Stored data entries

------------

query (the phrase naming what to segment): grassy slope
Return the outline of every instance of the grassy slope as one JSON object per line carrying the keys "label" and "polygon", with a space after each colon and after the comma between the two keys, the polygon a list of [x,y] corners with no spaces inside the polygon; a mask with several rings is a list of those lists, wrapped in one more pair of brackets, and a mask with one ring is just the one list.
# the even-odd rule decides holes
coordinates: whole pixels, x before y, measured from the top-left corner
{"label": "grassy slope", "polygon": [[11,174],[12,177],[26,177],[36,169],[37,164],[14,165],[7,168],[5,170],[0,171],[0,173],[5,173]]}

------------

Update the records by replacing "top-left corner" with "upper-left corner" wherever it occurs, leaving every other part of the lines unchanged.

query (the phrase naming what to segment): grassy slope
Return the outline of every instance of the grassy slope as one JSON object per line carrying the keys "label" and "polygon", with a space after each colon and after the comma between the two keys, the polygon a list of [x,y] corners with no spaces inside the polygon; a mask with several rings is a list of those lists, wrapped in one more pair of brackets, and a mask with one ring is just the one list.
# the even-odd rule decides holes
coordinates: whole pixels, x before y, measured from the upper-left corner
{"label": "grassy slope", "polygon": [[11,174],[12,177],[26,177],[36,169],[37,164],[14,165],[7,168],[5,170],[0,171],[0,173],[5,173]]}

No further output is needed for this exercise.